---------- SELECTED EXCERPT

Management of these solutions is usually part of the mandate of the Business Intelligence (BI) team, although in some organisations the responsibility of capturing (DWH) and reporting (BI) are separated (not my personal preference, though).
This answers the question about what data is available in principle, and can also be used to address gaps in data collection. Modelling plays a part here, usually through a conceptual or logical information model to highlight the ideal and as-is states.
Once the fundamental need for data to be recorded is satisfied, and data can be accessed in a fairly consistent way including access to previous states of the data (the history of changes), various questions can be answered such as ‘what is happening now?’, and ‘what happened in the past?’. This is one of the core domains of BI and provides an important enabling service for any organisation. Providing consistent access to information also helps guide the organisation towards conformity of definitions and meaning, another key BI responsibility. Limited extrapolation or analysis is done ‘forward-looking’ in time, but the majority of focus is the ‘rear-view mirror’. The ability to achieve this is another major requirement to proceed up the pyramid: raw data is processed into information.
There is a strong relationship between BI, DWH and Analytics although analytics in some forms can (and do) exist without the former. I believe however that structural application of analytics requires a more holistic approach where both information and (business) knowledge ‘gaps’ (uncovered through the analytics process) are addressed by the BI and DWH areas on an ongoing basis. A BI feedback loop if you like. In the same vein, validated findings and completed analysis can be incorporated as Business-As-Usual by the BI team. Data and business knowledge gaps go hand-in-hand here, as a lack of accessible information is likely to be a major cause for not fully understanding a particular area of the business.
In any case, Analytics (Advanced Analytics) incorporates various approaches for using statistics / modelling to predict, explain or explore relationships and causality in data. Predictive modelling applies a (carefully selected) statistical model or data mining algorithm to data for the purpose of predicting new or future observations. This topic covers, as an example, propensity analysis and generally looking at trends from a more statistical view such as calculating seasonal influences. Practically speaking Analytics is a way to help answer questions such as ‘what is likely to happen next?’. In this context, it is interesting to consider that predicting something successfully using an analytics model does not equate to (fully) understanding why this behaviour manifests itself.

--------------------
---------- DATA SECTION

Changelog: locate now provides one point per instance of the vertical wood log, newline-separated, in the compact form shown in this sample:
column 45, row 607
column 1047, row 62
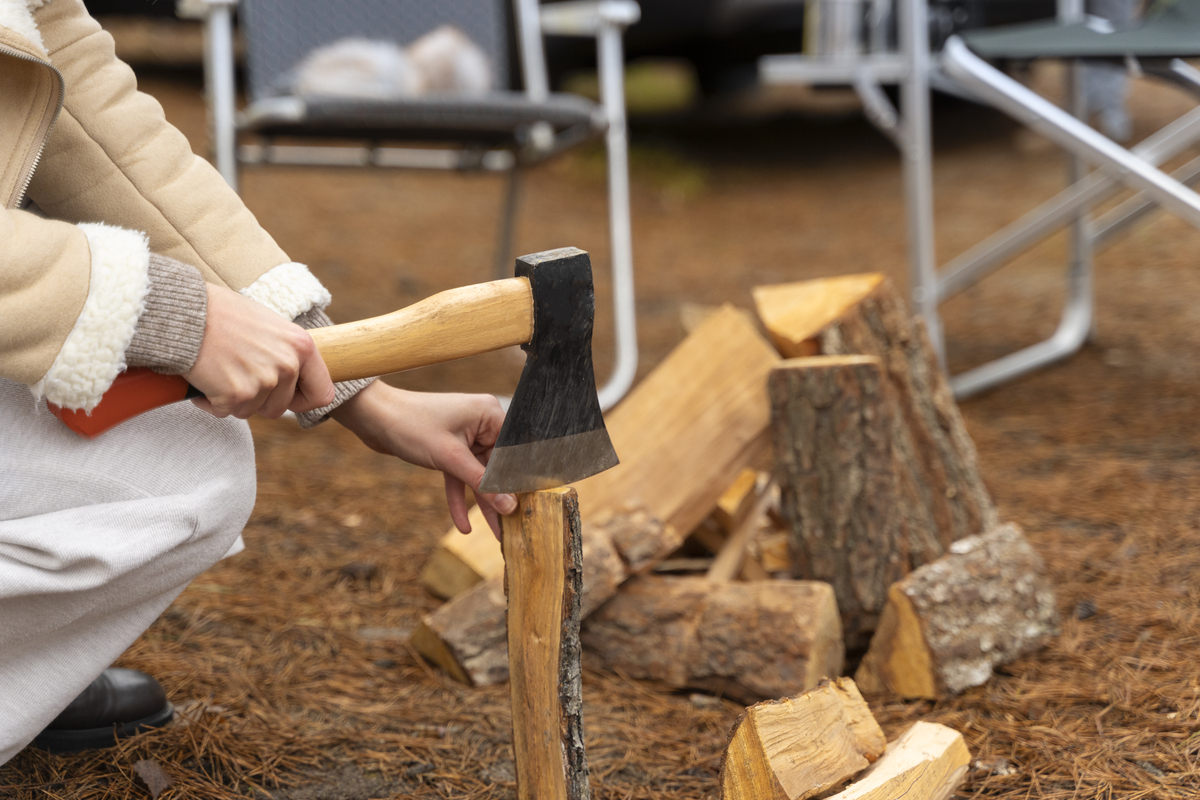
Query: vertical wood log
column 864, row 314
column 852, row 493
column 544, row 583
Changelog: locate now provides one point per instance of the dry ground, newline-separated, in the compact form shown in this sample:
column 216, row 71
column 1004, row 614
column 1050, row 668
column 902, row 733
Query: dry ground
column 289, row 663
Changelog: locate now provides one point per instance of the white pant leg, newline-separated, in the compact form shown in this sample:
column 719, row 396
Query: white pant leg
column 97, row 537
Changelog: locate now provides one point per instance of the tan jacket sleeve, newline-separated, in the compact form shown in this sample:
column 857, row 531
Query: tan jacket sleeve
column 45, row 269
column 114, row 158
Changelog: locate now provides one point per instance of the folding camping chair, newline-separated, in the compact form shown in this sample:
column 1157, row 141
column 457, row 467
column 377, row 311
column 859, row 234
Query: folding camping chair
column 1169, row 31
column 502, row 131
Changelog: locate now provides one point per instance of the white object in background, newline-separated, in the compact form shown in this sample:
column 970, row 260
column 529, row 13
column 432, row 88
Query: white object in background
column 448, row 61
column 360, row 68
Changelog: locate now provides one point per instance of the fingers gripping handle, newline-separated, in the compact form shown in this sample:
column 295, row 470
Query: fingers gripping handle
column 449, row 325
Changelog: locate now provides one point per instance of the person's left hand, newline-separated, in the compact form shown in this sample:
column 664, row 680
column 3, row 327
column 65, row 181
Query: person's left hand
column 451, row 433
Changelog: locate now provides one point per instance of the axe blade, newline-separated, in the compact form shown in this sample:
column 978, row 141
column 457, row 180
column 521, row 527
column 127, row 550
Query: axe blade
column 553, row 433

--------------------

*YOUR TASKS*:
a – Reproduce the passage of the business intelligence text that runs from "Once the fundamental" up to and including "processed into information.".
b – Write the continuation of the text on business intelligence and analytics, picking up after its final sentence.

*THE RESULTS*:
a –
Once the fundamental need for data to be recorded is satisfied, and data can be accessed in a fairly consistent way including access to previous states of the data (the history of changes), various questions can be answered such as ‘what is happening now?’, and ‘what happened in the past?’. This is one of the core domains of BI and provides an important enabling service for any organisation. Providing consistent access to information also helps guide the organisation towards conformity of definitions and meaning, another key BI responsibility. Limited extrapolation or analysis is done ‘forward-looking’ in time, but the majority of focus is the ‘rear-view mirror’. The ability to achieve this is another major requirement to proceed up the pyramid: raw data is processed into information.

b –
At this level, an organisation would be able to develop knowledge: an understanding of a specific topic including weighting different approaches. Each ‘approach’ is the result of a specific analysis for a specific defined topic or question. But how are these topics or questions selected?
We have now approached the core of this article, how to connect and engage with the business to achieve insights. While obviously relevant for BI as well, it is especially important for Analytics teams to work closely with the business. Another way of saying this is that (business) questions need to be very specific in the way they are formulated. It is for this level of detail that Subject Matter Experts(SMEs) come in, as true SMEs understand these nuances and generally have a clear idea on what the intended outcome needs to be, or what is generally the expected result.
If the outcome of the test is different to what is hypothesised by the SME, then you have your first insight.
SMEs need time and focus to work with the BI and Analytics teams. But, they also need to connect with the strategy and decision making side of the business. This great post by Tom Breur explains this really well.
With this process established, the foundation is ready for the last level of organisational data needs. At this stage, a specific direction of the business can be supported by the required data in a processed and accessible way and various tests have been executed. Obtaining wisdom, by incorporation of information, is where insights live, because this is where various options have been defined, weighted, understood and ultimately used in a decision-making process that aligns with a specific strategy and intent.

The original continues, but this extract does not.